Friday, May 21, 2021

Two years now that Raven's spirit is free.

Photo copyright Aji, 2021; all rights reserved.

Two years already. Two years since my personal guard dog left us, taken too soon by the same cancer that took his sister the year before.

The photo is of Raven in his last winter with us, 2018-2019, accompanying me back to the house from a trip up to the gate to lock it for the evening, already ill and tiring easily, yet joyous enough to romp through the snow. Back when we had the gallery, he would wait faithfully every day, and every time I locked up to walk up to the restroom, he would escort me there and back. It took several months, though, to get him home and safe.

Like She-Wolf, who was either half-sister or cousin, but clearly related, he had been abandoned as a pup, left to starve. He learned to fend for himself, but it did metabolic damage. He gained weight; She-Wolf became diabetic and lost it. In his case, he gained enough that it disguised the tumor growing in his abdomen for far too long, until it was too late to do anything about it.

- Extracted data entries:
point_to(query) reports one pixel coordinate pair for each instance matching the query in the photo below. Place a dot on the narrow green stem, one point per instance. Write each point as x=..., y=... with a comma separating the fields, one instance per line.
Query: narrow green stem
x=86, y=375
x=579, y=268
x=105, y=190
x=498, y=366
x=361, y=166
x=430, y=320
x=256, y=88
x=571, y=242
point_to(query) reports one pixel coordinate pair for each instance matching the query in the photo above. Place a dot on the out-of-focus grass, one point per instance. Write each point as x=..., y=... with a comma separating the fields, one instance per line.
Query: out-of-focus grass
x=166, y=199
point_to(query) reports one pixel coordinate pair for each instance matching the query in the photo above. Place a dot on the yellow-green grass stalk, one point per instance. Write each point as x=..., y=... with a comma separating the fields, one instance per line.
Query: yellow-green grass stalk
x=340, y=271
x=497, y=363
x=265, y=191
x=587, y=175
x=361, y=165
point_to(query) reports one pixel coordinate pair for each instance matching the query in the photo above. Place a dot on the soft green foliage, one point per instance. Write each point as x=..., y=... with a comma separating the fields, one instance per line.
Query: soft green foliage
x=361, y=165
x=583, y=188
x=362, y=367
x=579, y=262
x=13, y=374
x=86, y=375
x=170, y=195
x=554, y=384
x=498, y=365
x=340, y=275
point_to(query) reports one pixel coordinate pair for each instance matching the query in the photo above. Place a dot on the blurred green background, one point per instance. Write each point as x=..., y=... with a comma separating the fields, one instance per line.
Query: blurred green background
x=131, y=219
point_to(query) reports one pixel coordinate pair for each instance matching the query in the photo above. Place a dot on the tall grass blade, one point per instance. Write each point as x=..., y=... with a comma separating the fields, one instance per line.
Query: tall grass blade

- Exercises to complete:
a - Answer these questions about the post on Raven:
(i) What illness took Raven?
(ii) In which winter was the photo of Raven taken?
(iii) What happened to She-Wolf's weight after she became diabetic?
b - Rewrite everything in the post about Raven from "Photo copyright Aji, 2021;" down to "the year before.", swapping "guard dog" for "companion".

- Solutions by task:
a -
(i) Cancer.
(ii) 2018-2019.
(iii) She lost weight.

b -
Photo copyright Aji, 2021; all rights reserved.

Two years already. Two years since my personal companion left us, taken too soon by the same cancer that took his sister the year before.